イヤホン握りしめてこれからもあなたと越えていくんだ
キミの夢が叶うのは誰かのおかげじゃないぜ
風の強い日を選んで歩いてきた
25歳のとき、うつ病になった。
何ら変わりのない朝、ベッドから起き上がることができなかった。
その何週間か前、なんとなく自分に違和感を感じて心療内科を受診していたので、幸い行く当てはあった。先生に「これはうつ“状態”ですね」とすでに診断を受けて投薬治療は重ねていたが、そもそも限界が近かったのだろう。
いつもなら自宅を出発する時間だ。
あっという間に、10分、20分、始業時間が迫っていく。
ああ、会社の携帯が鳴っている。
わかってはいるのに。
ぽっかりと空いた穴に落ちてしまったかのように、何も動くことができない。

* 提供された記録
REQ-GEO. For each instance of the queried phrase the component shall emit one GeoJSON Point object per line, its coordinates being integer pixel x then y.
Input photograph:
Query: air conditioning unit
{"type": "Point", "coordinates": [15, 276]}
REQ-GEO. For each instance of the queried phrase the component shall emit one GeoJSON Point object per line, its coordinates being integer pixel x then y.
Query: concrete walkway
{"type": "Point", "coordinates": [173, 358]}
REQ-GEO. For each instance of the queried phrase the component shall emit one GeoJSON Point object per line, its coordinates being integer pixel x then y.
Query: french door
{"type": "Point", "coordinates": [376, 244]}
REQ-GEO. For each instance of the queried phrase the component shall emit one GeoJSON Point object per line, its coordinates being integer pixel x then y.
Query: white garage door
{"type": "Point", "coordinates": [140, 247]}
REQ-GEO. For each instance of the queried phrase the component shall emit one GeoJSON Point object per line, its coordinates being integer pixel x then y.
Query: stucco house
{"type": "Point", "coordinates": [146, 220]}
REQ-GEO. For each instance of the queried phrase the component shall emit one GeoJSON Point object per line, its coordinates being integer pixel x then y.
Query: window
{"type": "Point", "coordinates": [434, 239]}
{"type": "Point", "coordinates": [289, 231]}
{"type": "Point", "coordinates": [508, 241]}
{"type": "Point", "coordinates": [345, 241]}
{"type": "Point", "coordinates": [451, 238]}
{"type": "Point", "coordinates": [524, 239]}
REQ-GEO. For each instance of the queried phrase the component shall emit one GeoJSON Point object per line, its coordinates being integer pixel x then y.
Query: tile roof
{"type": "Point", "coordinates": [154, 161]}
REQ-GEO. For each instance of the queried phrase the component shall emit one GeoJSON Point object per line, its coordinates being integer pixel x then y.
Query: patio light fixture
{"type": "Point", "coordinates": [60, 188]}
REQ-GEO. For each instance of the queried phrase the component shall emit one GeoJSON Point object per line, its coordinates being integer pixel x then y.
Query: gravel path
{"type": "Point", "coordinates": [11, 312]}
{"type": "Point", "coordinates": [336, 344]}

* やること
うつ病の体験をつづった文章について、次の問いに答えてください。
(a) 筆者がうつ病になったのは何歳のときですか。
(b) 心療内科の先生は、どのような言葉で診断を伝えましたか。
(c) ベッドから起き上がれずにいる間に鳴っていたのは何ですか。

* 解答
(a) 25歳のときです。
(b) 「これはうつ“状態”ですね」と伝えました。
(c) 会社の携帯です。